## Short exercise
Copy every line of the records below that contains the word "minute".
-- Begin Data to process --
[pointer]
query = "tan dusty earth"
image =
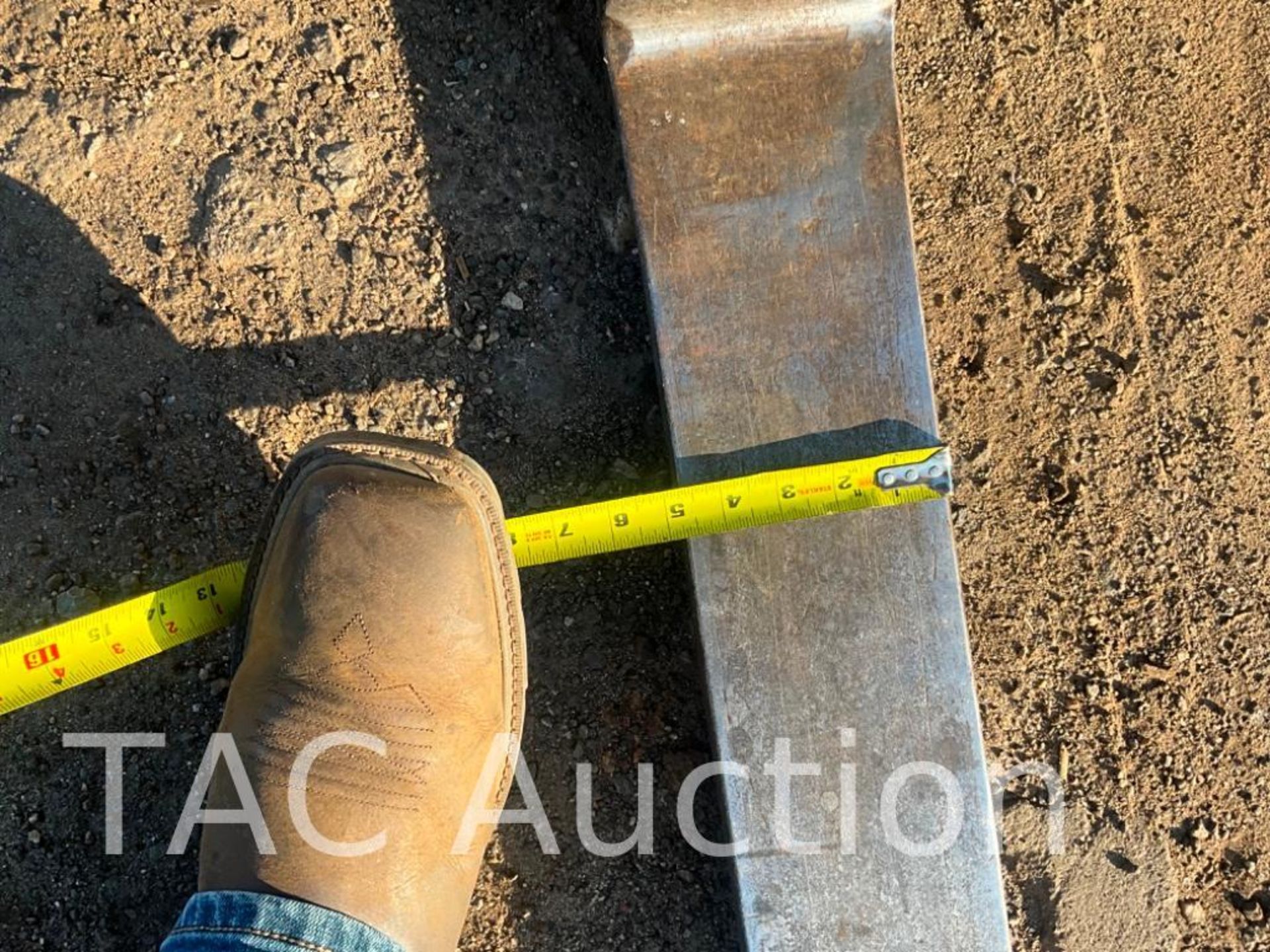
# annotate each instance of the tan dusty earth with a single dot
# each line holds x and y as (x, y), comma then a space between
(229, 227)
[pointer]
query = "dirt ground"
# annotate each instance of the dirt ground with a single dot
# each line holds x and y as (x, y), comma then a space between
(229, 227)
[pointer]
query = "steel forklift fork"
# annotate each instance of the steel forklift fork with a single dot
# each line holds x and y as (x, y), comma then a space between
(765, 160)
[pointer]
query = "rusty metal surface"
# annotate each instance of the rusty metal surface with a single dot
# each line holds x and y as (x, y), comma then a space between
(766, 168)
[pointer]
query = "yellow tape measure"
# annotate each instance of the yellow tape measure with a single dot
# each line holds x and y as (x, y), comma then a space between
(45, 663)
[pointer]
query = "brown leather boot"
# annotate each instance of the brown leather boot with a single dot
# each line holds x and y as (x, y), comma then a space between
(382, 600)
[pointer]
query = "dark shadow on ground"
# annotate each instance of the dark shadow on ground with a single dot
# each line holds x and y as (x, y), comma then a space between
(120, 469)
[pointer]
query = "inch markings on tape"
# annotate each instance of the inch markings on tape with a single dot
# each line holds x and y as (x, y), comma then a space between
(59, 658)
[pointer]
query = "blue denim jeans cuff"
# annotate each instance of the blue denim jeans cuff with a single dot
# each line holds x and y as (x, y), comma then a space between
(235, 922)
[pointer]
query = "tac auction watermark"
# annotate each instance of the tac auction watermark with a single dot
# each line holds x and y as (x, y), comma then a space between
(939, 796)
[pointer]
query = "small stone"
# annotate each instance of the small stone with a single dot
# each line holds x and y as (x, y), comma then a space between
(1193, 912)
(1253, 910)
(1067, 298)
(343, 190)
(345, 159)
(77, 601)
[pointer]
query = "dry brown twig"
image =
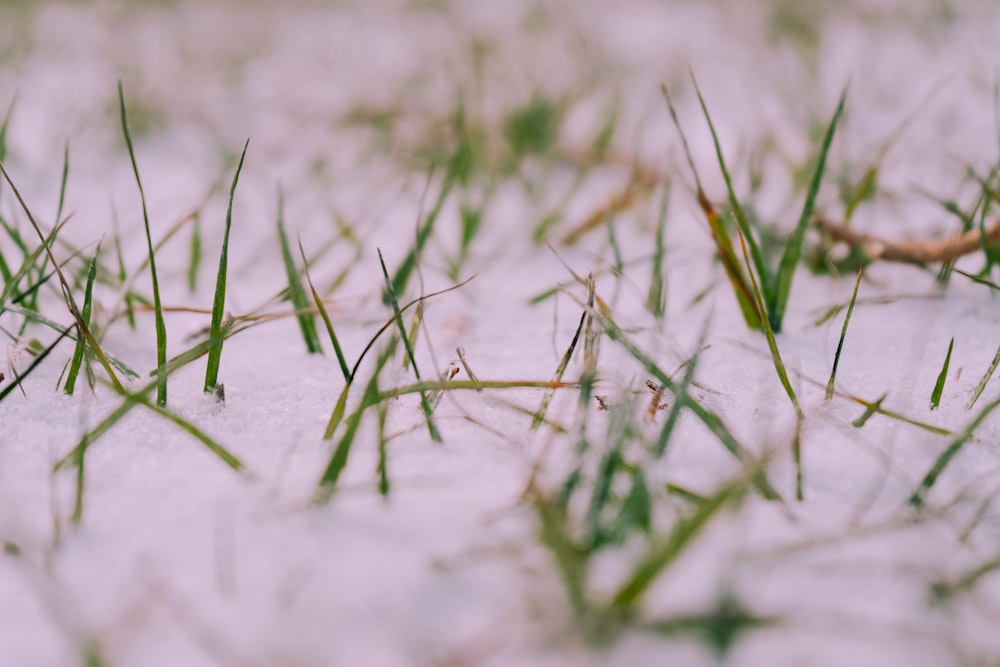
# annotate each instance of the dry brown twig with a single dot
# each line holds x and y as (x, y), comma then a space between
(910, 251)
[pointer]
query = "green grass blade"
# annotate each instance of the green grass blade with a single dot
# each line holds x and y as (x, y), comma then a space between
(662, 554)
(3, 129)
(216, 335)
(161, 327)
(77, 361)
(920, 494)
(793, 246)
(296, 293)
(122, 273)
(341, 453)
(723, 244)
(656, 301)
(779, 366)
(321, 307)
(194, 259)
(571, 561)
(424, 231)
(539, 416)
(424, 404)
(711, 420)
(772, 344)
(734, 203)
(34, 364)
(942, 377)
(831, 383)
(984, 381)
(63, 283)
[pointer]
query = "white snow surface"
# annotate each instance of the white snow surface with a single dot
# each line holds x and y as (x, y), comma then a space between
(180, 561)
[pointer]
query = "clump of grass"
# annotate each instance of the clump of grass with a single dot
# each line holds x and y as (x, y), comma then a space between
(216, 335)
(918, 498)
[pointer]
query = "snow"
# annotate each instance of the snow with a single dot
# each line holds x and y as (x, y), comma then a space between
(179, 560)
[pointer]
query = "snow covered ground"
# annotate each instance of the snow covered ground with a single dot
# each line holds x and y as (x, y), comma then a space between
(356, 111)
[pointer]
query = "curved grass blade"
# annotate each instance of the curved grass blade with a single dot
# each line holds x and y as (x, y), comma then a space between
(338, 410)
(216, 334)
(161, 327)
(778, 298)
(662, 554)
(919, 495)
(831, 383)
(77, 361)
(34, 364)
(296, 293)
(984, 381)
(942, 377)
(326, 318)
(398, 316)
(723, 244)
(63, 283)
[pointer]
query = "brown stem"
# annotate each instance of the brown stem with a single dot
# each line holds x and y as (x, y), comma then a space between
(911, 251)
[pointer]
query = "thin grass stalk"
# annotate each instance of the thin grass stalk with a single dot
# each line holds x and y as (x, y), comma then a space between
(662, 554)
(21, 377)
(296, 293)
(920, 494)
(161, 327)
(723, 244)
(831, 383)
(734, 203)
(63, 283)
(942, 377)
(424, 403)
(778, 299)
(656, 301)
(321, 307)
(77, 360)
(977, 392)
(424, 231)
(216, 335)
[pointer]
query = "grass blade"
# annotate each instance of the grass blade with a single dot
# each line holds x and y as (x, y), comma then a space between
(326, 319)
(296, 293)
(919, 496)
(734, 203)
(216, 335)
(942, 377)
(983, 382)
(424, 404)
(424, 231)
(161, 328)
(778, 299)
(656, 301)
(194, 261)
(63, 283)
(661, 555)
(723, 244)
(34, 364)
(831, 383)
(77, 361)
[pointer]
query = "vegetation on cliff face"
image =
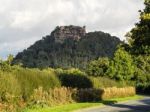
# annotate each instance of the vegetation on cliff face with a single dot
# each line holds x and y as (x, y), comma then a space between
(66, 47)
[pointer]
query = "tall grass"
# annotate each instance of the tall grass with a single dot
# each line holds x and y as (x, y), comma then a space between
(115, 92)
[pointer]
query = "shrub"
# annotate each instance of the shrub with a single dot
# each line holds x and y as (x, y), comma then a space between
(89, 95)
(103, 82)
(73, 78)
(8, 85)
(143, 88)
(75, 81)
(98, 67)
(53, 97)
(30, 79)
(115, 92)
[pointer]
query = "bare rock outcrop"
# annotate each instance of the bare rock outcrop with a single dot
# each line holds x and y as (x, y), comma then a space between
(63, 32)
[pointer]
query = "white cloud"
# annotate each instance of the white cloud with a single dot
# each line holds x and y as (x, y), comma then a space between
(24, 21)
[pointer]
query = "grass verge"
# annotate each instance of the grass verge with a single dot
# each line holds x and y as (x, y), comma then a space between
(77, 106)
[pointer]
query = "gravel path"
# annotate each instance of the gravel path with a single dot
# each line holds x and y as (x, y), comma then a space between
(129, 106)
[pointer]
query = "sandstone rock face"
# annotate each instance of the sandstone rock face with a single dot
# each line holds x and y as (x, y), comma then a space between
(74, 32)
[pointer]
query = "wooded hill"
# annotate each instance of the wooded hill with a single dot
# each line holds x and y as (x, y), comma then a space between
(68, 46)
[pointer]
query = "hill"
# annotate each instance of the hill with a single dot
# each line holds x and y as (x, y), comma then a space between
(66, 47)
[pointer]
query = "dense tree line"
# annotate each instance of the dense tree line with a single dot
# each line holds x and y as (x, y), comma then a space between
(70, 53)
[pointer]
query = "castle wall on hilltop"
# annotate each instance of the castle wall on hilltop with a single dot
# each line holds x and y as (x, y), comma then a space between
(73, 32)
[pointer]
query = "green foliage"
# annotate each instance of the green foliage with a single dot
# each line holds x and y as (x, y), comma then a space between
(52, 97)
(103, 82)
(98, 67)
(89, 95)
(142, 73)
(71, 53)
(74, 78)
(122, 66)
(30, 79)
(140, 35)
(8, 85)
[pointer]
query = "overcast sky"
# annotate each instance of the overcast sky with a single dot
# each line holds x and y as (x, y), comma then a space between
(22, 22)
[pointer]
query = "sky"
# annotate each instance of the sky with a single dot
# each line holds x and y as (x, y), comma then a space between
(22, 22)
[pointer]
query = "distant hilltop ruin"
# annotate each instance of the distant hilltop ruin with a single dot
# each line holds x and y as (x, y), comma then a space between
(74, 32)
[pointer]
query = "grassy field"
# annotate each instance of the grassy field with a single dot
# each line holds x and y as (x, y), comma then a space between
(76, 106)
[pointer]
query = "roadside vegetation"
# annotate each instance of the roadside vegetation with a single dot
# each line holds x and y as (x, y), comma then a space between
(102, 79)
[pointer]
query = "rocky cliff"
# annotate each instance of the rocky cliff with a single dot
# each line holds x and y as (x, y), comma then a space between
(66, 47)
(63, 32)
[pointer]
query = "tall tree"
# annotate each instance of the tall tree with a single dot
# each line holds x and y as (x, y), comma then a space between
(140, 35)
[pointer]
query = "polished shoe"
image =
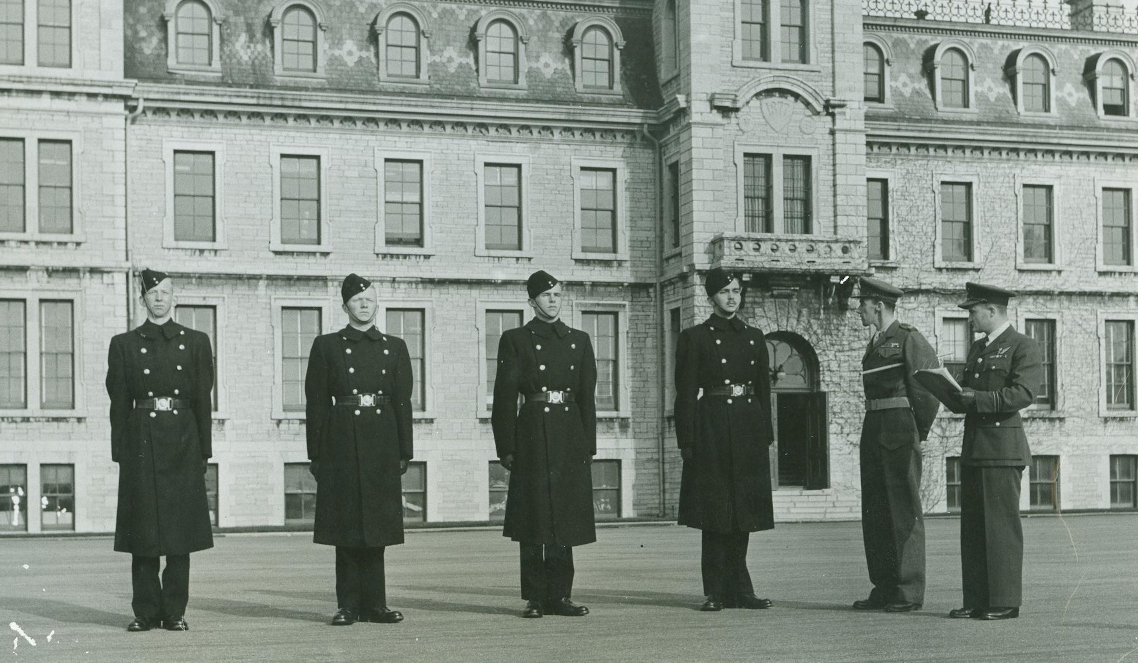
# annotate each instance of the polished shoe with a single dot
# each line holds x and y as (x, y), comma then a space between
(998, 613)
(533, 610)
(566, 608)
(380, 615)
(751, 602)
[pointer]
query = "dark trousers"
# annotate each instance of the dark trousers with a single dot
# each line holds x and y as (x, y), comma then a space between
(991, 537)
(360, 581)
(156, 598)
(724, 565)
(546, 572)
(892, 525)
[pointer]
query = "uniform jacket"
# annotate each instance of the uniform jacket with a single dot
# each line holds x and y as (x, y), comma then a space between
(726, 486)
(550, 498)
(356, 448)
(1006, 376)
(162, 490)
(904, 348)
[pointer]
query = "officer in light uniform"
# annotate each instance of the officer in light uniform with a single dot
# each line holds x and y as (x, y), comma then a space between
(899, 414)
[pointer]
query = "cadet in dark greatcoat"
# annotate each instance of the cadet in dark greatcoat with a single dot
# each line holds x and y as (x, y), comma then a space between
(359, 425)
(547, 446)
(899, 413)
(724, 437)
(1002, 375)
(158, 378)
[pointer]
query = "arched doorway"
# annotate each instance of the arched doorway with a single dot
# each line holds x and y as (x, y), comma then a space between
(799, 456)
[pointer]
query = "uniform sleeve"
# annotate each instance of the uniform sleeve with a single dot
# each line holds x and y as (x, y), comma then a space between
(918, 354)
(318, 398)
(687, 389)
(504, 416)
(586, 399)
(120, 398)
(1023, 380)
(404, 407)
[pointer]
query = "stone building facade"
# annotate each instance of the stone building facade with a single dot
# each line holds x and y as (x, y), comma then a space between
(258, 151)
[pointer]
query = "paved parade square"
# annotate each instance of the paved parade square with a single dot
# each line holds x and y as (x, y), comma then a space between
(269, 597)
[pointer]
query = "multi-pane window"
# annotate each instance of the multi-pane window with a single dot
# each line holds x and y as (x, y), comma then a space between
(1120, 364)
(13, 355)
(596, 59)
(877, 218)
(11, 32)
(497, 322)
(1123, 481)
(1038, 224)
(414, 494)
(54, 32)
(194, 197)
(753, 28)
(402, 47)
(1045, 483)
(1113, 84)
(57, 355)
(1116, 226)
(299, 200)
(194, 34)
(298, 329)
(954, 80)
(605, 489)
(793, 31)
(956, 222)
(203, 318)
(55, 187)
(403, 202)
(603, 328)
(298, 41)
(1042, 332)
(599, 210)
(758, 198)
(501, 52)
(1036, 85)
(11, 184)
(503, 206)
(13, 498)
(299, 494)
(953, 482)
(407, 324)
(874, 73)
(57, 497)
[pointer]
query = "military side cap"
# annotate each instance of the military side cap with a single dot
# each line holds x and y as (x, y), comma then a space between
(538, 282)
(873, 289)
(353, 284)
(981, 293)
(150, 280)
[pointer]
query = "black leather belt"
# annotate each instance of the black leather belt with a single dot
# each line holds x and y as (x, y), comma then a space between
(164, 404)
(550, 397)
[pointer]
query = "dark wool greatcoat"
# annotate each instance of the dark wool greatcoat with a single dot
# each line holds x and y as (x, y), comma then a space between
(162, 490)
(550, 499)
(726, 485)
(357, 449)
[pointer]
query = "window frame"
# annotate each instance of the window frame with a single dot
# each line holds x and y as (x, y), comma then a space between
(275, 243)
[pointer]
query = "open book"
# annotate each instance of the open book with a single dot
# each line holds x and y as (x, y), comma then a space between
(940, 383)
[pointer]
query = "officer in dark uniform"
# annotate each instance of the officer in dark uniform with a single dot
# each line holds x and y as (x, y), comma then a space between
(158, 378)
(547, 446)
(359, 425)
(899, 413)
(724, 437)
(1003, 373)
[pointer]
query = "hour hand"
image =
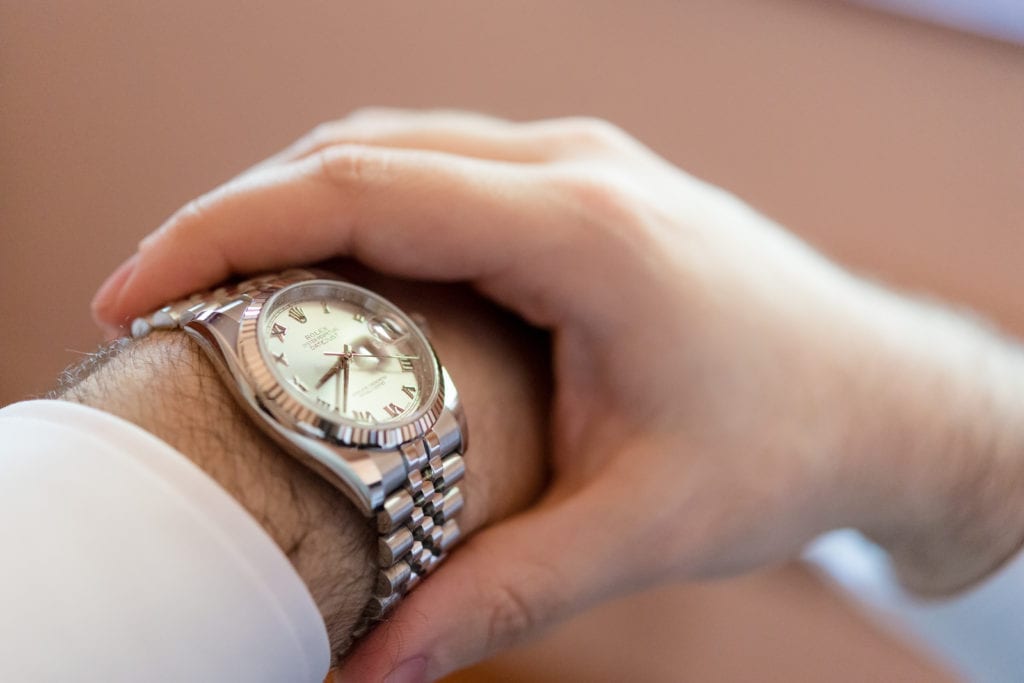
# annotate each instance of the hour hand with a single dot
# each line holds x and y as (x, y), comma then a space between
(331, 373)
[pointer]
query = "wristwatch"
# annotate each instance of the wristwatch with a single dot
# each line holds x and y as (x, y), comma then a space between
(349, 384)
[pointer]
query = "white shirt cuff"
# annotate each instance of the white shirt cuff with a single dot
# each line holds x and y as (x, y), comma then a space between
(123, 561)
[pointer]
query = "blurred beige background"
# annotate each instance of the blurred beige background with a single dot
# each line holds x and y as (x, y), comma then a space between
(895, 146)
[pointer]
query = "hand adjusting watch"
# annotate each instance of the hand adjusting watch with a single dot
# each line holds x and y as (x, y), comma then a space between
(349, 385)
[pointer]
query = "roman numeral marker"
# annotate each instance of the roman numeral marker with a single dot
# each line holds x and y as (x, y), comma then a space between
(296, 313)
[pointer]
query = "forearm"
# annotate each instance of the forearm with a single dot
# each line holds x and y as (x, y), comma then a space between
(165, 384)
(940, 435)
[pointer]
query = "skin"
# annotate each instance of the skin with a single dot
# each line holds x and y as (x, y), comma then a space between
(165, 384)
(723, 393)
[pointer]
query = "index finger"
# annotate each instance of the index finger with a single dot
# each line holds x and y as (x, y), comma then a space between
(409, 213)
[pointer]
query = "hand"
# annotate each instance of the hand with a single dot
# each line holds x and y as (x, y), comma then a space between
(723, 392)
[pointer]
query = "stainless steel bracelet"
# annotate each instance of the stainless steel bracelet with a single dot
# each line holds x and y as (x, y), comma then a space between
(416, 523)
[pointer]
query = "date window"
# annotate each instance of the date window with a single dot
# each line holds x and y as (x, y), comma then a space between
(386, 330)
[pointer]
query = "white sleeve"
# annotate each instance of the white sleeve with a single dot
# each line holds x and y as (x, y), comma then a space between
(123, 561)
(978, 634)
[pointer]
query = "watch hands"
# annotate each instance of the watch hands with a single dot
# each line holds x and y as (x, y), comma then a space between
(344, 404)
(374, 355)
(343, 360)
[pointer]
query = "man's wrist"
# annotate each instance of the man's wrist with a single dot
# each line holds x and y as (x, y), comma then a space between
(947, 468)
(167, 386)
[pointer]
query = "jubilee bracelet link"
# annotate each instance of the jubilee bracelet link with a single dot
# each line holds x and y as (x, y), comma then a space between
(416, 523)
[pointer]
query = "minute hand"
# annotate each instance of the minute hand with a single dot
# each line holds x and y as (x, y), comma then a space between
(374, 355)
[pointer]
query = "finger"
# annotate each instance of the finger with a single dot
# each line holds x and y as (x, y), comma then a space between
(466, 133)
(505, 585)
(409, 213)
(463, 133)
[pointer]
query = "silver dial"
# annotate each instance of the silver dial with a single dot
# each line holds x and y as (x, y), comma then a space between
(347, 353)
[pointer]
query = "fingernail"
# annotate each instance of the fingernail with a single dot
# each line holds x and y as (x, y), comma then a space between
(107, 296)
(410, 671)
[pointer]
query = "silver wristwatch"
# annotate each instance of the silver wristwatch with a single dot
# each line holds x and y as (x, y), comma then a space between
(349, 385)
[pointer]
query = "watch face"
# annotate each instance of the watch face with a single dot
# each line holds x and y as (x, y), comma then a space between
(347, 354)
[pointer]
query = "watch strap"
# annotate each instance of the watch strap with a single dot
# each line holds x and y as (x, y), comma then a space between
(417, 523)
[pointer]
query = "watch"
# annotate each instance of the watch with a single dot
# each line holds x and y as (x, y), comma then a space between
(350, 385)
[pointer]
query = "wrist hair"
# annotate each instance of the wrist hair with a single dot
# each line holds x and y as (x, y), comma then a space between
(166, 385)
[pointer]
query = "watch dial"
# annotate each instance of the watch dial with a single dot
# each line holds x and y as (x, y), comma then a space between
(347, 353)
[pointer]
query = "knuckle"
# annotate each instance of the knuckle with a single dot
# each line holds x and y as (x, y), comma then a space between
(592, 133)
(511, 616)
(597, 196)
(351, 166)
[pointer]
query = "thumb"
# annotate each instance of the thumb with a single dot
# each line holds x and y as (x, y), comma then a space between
-- End Data to process --
## Task answer
query = "minute hand"
# annotate each instance of the minute hand with a single dot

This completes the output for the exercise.